■ **PASSAGE GIVEN**:
++++++++++++++++++++

Thank you for the numerous answers and the help that is really very nice and not a matter of course in today’s world.
I updated the lmic to 4.1.0. and instead of the EUI with only zeros, I generated one via the generator.
Then I entered the APP EUI and the DEV EUI in lsb format. The APP key in msb format. and tested again with the same result I don’t know what else I can do or what “could be wrong” in the appendix again some pictures and here the code including keys maybe someone sees an error. Or maybe someone has an Arduinio program that I can test (of course I add my keys beforehand) to test whether it is possibly due to the gateway and not to the arduino sketch? Many greetings Marc
#include <lmic.h>
#include <hal/hal.h>
#include <SPI.h>
#include <DHT.h>
#include <DHT_U.h>
#include <Adafruit_Sensor.h>
//
// For normal use, we require that you edit the sketch to replace FILLMEIN
// with values assigned by the TTN console. However, for regression tests,
// we want to be able to compile these scripts. The regression tests define
// COMPILE_REGRESSION_TEST, and in that case we define FILLMEIN to a non-
// working but innocuous value.

++++++++++++++++++++

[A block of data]
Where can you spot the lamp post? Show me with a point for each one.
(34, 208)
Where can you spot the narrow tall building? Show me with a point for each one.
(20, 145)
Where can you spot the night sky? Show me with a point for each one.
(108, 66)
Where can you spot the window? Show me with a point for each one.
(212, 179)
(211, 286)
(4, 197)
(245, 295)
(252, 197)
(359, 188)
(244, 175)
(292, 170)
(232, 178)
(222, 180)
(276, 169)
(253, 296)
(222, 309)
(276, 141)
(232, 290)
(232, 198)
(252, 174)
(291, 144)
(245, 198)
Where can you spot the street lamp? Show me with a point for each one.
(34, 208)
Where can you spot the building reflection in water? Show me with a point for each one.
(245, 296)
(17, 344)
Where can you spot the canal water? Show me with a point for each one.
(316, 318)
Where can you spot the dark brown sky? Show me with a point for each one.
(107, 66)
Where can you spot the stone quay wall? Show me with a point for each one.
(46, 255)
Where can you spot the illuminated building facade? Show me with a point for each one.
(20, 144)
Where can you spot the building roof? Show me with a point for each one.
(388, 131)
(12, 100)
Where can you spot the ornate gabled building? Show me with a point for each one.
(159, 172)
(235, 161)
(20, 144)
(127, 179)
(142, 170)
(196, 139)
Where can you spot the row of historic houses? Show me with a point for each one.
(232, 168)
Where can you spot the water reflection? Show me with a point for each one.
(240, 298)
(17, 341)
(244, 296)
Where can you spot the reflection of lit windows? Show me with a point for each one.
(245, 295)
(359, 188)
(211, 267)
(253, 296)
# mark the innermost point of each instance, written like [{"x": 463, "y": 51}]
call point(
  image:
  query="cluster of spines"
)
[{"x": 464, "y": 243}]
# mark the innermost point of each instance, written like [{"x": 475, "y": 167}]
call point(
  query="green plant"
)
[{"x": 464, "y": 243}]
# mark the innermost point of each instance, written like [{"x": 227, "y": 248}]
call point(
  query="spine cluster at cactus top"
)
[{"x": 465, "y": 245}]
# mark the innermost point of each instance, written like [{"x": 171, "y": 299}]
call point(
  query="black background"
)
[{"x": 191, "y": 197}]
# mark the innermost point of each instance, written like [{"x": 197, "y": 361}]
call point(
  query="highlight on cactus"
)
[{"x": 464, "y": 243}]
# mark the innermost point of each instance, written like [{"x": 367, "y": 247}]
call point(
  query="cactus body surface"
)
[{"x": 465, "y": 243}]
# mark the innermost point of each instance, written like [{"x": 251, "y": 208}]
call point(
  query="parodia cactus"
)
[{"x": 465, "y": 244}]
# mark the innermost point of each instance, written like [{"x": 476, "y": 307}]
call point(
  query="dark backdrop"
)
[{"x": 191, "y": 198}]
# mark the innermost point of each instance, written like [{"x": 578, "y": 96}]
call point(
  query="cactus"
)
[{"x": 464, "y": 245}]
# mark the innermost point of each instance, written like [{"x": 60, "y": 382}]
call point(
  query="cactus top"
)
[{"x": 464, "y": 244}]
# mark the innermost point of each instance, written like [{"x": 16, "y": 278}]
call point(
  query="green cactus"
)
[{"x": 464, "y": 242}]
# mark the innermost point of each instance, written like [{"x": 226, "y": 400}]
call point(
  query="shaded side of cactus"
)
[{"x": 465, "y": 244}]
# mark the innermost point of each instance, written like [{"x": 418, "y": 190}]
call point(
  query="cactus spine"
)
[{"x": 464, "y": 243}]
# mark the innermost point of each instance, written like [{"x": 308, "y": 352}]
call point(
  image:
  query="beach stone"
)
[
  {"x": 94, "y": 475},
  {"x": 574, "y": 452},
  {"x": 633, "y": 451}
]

++++++++++++++++++++

■ **REQUIRED WORK**:
1: List every header file that the forum post's code pulls in with #include.
2: Please gather every line of the records that contains the word "water".

■ **THE REPLIES**:
1:
lmic.h
hal/hal.h
SPI.h
DHT.h
DHT_U.h
Adafruit_Sensor.h

2:
Where can you spot the building reflection in water? Show me with a point for each one.
Where can you spot the canal water? Show me with a point for each one.
Where can you spot the water reflection? Show me with a point for each one.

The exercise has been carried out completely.